▸ **WHAT IS NEEDED**
From the line containing "Mark every instance of the brown" down to the last line of the records below, copy every line exactly. Leave out everything before it.

────────────────────

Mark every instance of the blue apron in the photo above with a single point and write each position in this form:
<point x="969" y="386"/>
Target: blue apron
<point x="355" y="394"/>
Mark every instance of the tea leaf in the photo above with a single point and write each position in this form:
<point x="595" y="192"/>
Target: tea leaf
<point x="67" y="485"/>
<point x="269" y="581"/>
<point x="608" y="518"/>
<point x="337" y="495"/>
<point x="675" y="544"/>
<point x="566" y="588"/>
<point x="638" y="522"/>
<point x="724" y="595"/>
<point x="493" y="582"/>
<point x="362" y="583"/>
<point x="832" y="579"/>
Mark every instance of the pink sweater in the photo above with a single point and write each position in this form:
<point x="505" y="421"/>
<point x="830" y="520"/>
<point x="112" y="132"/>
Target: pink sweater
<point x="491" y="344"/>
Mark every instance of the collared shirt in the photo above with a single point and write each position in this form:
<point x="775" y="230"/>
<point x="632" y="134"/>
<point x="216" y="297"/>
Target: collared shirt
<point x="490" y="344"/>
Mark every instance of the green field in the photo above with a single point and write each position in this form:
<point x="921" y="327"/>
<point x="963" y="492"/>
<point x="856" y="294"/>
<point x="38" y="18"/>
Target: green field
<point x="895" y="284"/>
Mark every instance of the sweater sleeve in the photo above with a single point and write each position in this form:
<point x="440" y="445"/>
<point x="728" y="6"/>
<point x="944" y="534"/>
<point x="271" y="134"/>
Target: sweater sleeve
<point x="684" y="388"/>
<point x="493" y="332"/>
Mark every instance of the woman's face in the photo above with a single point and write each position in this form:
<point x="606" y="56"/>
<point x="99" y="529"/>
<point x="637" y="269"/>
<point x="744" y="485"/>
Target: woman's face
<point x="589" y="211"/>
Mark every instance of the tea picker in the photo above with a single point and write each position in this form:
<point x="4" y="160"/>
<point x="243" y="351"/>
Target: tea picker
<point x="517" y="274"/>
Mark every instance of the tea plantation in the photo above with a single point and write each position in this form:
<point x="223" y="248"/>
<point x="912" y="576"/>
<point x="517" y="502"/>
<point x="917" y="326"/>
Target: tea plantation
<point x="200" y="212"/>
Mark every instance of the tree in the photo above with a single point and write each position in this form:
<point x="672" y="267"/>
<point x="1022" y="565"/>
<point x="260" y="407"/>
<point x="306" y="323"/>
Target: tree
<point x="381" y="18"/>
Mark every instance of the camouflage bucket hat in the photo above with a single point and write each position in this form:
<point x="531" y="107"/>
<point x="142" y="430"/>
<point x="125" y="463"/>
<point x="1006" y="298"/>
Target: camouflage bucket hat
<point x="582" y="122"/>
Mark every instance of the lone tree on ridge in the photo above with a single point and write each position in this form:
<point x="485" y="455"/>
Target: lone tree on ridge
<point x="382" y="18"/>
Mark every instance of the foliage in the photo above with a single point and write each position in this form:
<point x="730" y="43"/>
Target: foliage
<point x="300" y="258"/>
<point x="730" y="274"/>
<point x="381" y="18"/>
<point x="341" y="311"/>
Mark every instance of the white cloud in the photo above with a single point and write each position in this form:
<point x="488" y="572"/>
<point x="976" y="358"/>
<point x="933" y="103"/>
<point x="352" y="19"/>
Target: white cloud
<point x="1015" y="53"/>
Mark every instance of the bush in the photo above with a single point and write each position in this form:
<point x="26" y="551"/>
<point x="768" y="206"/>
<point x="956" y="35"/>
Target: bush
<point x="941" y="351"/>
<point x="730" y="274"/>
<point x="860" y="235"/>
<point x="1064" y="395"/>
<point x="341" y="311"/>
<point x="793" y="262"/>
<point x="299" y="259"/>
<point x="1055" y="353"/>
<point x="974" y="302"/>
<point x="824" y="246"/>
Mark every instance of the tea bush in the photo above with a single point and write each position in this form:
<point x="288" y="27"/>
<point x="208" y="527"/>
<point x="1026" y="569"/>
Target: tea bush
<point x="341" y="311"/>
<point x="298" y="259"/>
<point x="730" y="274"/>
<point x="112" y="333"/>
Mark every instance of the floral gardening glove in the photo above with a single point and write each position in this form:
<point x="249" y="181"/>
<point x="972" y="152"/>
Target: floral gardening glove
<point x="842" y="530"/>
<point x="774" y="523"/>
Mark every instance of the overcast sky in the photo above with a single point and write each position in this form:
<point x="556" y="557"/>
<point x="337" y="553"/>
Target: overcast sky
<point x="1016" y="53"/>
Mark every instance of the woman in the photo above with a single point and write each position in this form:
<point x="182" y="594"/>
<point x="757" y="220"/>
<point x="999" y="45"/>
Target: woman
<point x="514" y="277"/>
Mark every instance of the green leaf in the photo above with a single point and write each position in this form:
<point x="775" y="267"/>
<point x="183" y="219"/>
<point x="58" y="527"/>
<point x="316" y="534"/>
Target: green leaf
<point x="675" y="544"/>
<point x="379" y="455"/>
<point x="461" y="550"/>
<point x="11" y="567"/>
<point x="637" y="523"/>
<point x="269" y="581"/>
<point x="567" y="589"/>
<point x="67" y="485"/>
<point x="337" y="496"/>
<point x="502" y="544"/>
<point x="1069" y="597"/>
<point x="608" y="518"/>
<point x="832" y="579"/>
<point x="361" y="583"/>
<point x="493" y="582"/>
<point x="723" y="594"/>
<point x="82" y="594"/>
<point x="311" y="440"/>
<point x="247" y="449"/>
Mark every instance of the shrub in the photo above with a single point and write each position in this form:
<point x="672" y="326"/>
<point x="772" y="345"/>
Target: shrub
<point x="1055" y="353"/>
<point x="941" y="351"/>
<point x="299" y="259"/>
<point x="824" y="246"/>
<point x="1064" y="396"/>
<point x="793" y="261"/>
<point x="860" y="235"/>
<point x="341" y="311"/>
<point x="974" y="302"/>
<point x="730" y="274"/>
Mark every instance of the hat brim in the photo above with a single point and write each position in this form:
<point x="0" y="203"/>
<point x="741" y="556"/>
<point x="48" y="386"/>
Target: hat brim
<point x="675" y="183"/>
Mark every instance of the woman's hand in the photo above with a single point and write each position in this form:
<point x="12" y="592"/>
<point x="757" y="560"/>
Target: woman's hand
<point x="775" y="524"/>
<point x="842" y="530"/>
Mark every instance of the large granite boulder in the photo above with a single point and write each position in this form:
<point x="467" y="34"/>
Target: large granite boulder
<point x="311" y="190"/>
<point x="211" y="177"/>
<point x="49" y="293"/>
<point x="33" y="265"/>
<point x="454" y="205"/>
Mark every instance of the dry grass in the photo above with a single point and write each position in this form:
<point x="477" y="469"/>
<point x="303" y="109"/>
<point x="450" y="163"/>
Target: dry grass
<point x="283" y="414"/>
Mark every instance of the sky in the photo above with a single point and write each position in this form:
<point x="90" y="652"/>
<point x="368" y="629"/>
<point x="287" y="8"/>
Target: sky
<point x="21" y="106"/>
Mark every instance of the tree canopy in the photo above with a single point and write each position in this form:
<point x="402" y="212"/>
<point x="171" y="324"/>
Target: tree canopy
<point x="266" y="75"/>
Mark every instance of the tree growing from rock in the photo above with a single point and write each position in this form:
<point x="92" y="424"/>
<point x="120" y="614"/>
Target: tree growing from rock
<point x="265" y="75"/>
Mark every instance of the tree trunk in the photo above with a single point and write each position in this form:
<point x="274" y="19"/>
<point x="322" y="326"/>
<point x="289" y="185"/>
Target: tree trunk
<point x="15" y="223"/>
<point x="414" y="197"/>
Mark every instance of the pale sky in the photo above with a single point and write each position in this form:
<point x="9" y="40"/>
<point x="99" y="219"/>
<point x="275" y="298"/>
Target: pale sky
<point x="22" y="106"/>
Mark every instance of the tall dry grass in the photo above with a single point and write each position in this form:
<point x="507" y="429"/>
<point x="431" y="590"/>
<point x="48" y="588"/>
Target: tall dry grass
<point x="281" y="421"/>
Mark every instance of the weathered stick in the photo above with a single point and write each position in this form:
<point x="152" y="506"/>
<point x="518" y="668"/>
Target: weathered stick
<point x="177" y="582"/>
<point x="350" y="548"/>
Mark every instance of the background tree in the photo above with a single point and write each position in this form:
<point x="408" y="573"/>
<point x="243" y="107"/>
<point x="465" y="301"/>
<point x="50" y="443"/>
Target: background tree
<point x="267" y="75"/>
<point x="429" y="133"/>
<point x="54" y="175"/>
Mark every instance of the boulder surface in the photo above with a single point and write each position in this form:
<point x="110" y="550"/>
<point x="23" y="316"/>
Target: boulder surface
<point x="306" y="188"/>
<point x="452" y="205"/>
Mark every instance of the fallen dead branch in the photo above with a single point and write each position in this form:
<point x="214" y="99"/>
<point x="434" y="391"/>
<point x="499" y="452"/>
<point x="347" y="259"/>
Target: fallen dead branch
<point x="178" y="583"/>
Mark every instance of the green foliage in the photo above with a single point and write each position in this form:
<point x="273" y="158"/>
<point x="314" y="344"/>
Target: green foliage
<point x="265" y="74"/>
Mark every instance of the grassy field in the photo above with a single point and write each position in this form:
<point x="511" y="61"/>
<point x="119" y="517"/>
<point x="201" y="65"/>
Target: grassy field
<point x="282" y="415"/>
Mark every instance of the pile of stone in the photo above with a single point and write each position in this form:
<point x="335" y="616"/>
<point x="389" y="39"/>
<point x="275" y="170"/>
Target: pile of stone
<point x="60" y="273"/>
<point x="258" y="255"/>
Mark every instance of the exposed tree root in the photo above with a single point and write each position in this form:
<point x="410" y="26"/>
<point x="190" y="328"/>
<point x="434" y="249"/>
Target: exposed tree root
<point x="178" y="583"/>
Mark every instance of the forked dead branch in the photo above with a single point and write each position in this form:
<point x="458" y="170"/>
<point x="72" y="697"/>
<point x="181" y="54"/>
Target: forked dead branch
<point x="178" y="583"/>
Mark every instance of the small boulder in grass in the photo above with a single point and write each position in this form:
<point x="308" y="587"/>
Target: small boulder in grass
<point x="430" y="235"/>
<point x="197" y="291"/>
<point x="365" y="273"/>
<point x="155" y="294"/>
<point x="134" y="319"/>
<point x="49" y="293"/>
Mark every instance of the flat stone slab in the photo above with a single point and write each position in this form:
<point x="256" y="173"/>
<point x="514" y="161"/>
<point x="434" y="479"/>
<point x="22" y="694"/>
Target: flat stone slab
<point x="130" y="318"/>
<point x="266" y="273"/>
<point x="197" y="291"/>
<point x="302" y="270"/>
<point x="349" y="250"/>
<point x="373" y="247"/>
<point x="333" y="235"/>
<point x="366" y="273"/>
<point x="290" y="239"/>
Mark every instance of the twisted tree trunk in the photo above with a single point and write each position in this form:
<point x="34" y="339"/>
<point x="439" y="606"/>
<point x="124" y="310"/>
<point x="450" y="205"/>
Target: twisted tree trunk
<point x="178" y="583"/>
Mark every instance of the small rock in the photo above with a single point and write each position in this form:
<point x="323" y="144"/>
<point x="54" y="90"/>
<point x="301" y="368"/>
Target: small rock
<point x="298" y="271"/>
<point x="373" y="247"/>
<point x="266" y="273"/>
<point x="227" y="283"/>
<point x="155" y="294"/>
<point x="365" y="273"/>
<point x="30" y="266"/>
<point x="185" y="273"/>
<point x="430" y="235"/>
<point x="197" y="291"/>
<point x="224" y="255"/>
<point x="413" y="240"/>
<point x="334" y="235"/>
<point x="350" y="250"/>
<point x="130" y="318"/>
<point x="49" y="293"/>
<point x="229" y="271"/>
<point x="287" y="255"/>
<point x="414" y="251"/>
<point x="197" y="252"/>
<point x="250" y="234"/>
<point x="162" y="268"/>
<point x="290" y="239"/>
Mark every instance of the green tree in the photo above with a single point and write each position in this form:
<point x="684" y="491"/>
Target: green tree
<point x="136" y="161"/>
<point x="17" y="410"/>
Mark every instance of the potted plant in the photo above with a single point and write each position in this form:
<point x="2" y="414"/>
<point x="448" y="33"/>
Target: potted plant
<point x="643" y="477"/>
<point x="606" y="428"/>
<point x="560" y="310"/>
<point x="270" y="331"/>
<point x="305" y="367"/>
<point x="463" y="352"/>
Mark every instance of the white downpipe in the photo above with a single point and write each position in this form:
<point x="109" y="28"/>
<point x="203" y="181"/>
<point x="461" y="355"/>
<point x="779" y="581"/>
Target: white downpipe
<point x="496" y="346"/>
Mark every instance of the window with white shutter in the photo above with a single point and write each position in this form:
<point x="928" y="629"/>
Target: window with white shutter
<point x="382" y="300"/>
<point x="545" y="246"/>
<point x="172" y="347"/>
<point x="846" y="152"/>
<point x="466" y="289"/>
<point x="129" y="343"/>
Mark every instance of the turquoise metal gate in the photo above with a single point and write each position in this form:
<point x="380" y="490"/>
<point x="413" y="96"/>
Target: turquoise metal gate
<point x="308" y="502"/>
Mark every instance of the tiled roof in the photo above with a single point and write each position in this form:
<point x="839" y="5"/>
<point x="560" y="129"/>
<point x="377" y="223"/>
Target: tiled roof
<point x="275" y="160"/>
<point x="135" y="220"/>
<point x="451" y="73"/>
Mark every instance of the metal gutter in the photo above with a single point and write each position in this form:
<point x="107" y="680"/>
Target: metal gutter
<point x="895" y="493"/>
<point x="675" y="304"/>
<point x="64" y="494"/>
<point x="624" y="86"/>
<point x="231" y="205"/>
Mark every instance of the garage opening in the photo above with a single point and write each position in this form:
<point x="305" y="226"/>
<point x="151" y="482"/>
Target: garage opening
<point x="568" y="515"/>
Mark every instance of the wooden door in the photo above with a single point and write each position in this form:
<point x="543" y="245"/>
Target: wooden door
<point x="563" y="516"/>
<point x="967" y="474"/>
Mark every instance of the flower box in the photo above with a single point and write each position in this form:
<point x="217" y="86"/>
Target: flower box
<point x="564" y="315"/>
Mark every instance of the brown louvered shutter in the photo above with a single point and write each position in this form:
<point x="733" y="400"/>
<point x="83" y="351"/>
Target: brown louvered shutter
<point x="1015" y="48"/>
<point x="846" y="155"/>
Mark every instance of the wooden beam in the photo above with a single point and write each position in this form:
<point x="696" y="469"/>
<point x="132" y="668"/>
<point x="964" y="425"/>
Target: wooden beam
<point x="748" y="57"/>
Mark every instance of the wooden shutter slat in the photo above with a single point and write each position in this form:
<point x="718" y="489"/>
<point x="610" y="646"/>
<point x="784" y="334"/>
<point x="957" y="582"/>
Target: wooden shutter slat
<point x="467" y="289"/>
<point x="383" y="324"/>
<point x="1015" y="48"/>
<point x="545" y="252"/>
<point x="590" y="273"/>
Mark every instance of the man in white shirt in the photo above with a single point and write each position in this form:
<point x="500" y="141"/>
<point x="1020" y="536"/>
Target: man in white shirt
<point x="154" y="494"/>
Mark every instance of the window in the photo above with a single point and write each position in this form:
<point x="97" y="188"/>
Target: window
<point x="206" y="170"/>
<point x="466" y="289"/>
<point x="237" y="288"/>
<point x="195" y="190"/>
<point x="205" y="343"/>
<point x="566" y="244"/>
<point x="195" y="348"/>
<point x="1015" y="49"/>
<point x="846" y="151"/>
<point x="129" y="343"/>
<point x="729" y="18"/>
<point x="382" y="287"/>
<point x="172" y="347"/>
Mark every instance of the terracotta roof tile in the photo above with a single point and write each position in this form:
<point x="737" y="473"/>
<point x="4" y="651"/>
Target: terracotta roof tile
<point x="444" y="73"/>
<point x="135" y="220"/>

────────────────────

▸ **TASK RESULT**
Mark every instance of the brown louvered shutter in the photo above with a single point and write each position in this form:
<point x="733" y="400"/>
<point x="83" y="351"/>
Target: brown louvered shutter
<point x="1015" y="48"/>
<point x="846" y="155"/>
Mark every instance of the wooden beam in the photo above with a single point and write each position in this form:
<point x="696" y="469"/>
<point x="132" y="668"/>
<point x="964" y="425"/>
Target: wooden beam
<point x="748" y="57"/>
Mark every instance of the wooden shutter slat in the photo above with a single point and write each position in this form:
<point x="718" y="489"/>
<point x="610" y="646"/>
<point x="784" y="334"/>
<point x="957" y="582"/>
Target: wooden shutter slat
<point x="467" y="289"/>
<point x="383" y="324"/>
<point x="1015" y="48"/>
<point x="545" y="252"/>
<point x="590" y="273"/>
Mark every instance of the man in white shirt in the photo above with a single point and write each position in this form:
<point x="500" y="141"/>
<point x="1020" y="536"/>
Target: man in white shirt
<point x="154" y="494"/>
Mark every instance of the window in the photo above with a single point and write each position in this form:
<point x="97" y="188"/>
Target: window
<point x="206" y="170"/>
<point x="466" y="289"/>
<point x="237" y="288"/>
<point x="195" y="190"/>
<point x="205" y="343"/>
<point x="566" y="244"/>
<point x="195" y="348"/>
<point x="1015" y="49"/>
<point x="846" y="151"/>
<point x="129" y="343"/>
<point x="729" y="18"/>
<point x="382" y="287"/>
<point x="172" y="347"/>
Mark every instance of the terracotta roof tile in the photo above with a single point and write each position in this form:
<point x="737" y="473"/>
<point x="4" y="651"/>
Target: terracotta roof tile
<point x="444" y="73"/>
<point x="135" y="220"/>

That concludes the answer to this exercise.